◆ **Goal**: Convert every one of the entries below into a JSON list of strings, with one string per line and no strings for blank lines. Leave the pictures out of the result.

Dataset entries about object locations
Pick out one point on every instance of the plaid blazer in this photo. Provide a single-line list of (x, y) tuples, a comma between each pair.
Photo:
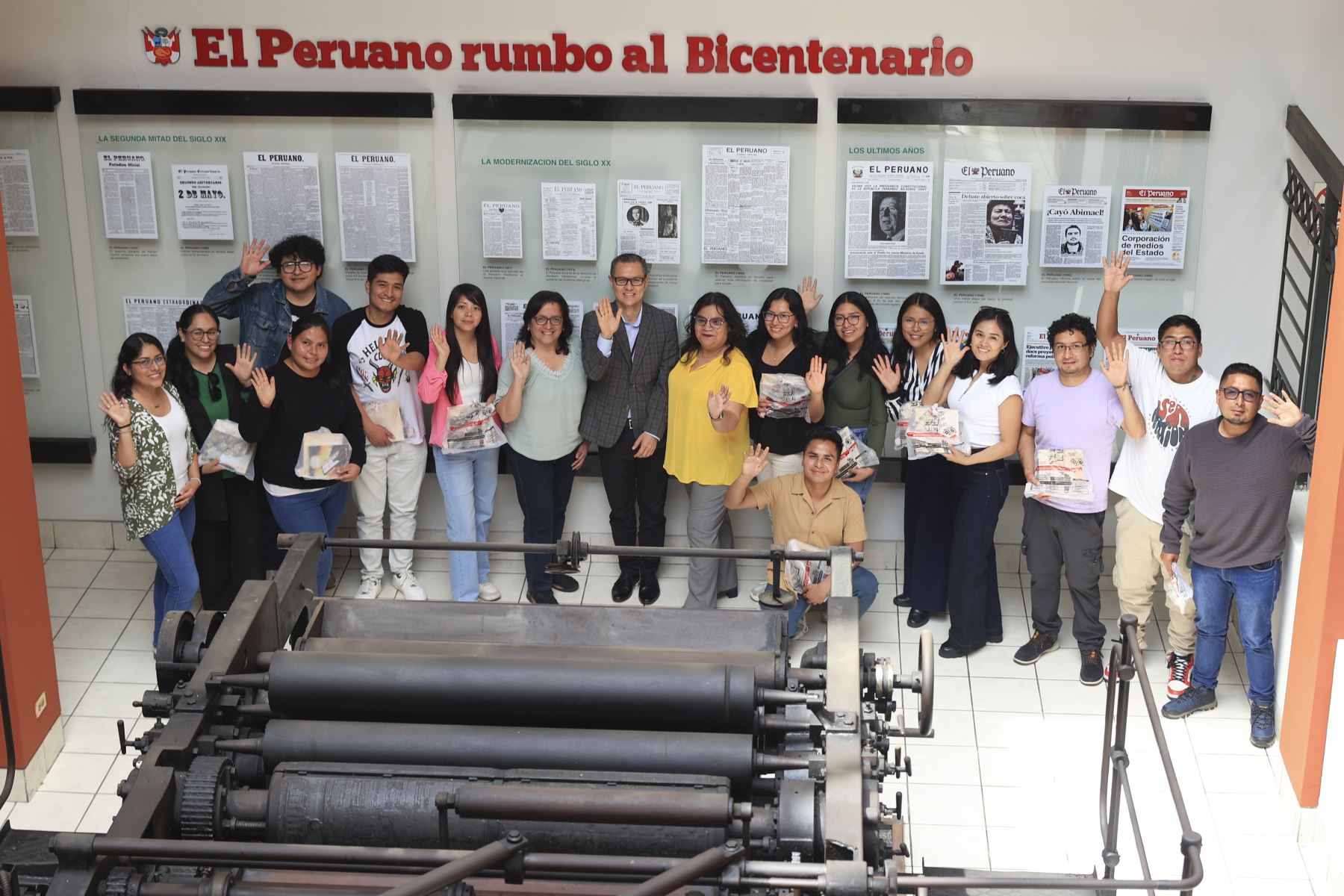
[(623, 383)]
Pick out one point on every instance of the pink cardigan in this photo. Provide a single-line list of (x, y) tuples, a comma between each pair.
[(433, 391)]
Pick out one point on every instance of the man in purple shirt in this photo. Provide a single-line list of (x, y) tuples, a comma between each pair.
[(1071, 408)]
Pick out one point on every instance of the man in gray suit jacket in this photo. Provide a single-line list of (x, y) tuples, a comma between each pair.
[(628, 354)]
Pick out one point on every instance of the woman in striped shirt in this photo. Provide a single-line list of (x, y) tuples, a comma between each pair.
[(917, 355)]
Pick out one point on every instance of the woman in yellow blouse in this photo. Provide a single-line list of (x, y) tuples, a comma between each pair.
[(709, 394)]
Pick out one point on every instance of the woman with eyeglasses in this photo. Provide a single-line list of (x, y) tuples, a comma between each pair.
[(710, 391), (784, 343), (155, 457), (214, 382), (853, 393), (299, 395), (915, 359), (541, 401)]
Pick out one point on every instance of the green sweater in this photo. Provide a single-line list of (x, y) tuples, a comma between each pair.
[(856, 401)]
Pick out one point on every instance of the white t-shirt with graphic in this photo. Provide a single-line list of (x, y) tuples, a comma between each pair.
[(1169, 410)]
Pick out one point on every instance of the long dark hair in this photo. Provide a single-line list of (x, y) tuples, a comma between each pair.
[(737, 329), (900, 347), (181, 371), (1007, 361), (803, 334), (131, 351), (484, 343), (534, 308), (833, 347)]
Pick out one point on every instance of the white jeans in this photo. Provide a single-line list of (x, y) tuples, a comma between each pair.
[(390, 477)]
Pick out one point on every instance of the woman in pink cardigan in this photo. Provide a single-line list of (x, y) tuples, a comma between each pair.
[(464, 363)]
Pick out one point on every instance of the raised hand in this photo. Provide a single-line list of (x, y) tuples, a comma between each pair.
[(608, 321), (1115, 276), (242, 368), (816, 376), (887, 374), (1116, 361), (1283, 411), (808, 290), (754, 461), (264, 388), (114, 408), (391, 347), (255, 258)]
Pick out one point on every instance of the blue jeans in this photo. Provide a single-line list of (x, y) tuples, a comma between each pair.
[(865, 588), (176, 579), (1254, 588), (315, 511), (468, 485)]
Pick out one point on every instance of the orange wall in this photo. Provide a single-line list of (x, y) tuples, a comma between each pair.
[(30, 662)]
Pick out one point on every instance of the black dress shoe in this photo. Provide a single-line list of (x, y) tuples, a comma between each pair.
[(624, 586), (650, 590)]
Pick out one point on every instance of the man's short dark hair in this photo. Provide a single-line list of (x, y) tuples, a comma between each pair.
[(1075, 323), (302, 247), (388, 265), (824, 435), (1180, 320), (1246, 370), (629, 258)]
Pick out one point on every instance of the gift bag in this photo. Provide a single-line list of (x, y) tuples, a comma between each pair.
[(322, 454), (226, 447), (470, 428)]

◆ **Task output**:
[
  "Pick out one point on every instance of the plaid blazer in this photo. Provide a single-line list of (x, y) tuples, a comma between each pair.",
  "Photo:",
  "[(623, 383)]",
  "Pick out one point on every instance of the pink cardigan in this photo. Provide a single-line list of (x, y) tuples, a comma between each pair.",
  "[(433, 391)]",
  "Pick out one point on every instance of the man in purple shirt in this photo. Provide a single-line list of (x, y) tuples, a comma between each pair.",
  "[(1071, 408)]",
  "Pick out one point on every instance of the man in gray suit jacket in this photo. Provide a single-line list of (x, y) tuples, a comma between each pair.",
  "[(628, 354)]",
  "Pick out one point on every instance of the woman in striped shirt in this photo. Provide a single-line list of (x, y) tuples, a comma between each pair.",
  "[(917, 355)]",
  "Pick out one point on every instance of the woman in yellow blouse in this photo. Provide a single-line list of (x, y) tuples, a comma between each pair.",
  "[(709, 394)]",
  "Pick out one point on every instance of the woman with eyeglasses in this photo. Provide a single-line list of (x, y) tuples, a comma between each pair.",
  "[(710, 391), (784, 343), (155, 457), (214, 382), (853, 393), (299, 395), (915, 359), (541, 401)]",
  "Pick out one point on every instance of the green sweater in this photo. Provide a single-line list of (x, y) tuples, a comma between each pair.",
  "[(856, 401)]",
  "Pick out one point on every instance of the white t-shirt with graphic in this photo. Provide a single-line list of (x, y) tuples, a comma between each pair.",
  "[(1169, 410)]",
  "Pick out one point on every instance of the long dark hair in this photo. Provide a single-line list of (x, y) tuples, a comma between each pair.",
  "[(737, 329), (900, 347), (181, 371), (1007, 361), (803, 334), (131, 351), (484, 343), (534, 308), (833, 347)]",
  "Pick out one point on every instance of the white jeans in this photo. Provide a single-line list of (x, y) tuples, a comma between each pair.",
  "[(390, 477)]",
  "Pick out one point on every instance of the woman in pink cardigan in this photo. Provide a single-line list of (x, y) tuples, a comma between each pair.",
  "[(464, 363)]",
  "Pick out one point on every instance of the raised hand in this photo. Provide a single-line list of (x, y) tuples, a comma between each pair.",
  "[(608, 321), (1115, 276), (242, 368), (816, 376), (887, 374), (1116, 361), (1283, 411), (808, 290), (754, 461), (264, 388), (114, 408), (391, 347), (255, 258)]",
  "Pick out one point on every instance of the blue jeans in this photo. Provide a single-line list of (x, y) tuples, a comma between each pair.",
  "[(865, 588), (176, 579), (1254, 588), (315, 511), (468, 485)]",
  "Pick out one point on every instance of the orange wall in this photo. Provide a single-line list of (x, y) tuples, a comma between each pair.",
  "[(30, 662)]",
  "Pick out one point on every instance of the black dress shoe in this photo. Provide a single-line list of (x, y) tuples, a comma between each pair.",
  "[(624, 586), (650, 590)]",
  "Pick out one point on every instance of the man's short dark hair in this photo. Provide a single-line list of (x, y) tuples, a comma between each pair.",
  "[(1075, 323), (302, 247), (388, 265), (824, 435), (1180, 320), (1246, 370), (629, 258)]",
  "Pick out one point on every instance of the gift bag in this photo. Provide a single-line list of (x, y) tuples, a comma between each pair.",
  "[(322, 454), (226, 447), (470, 428)]"
]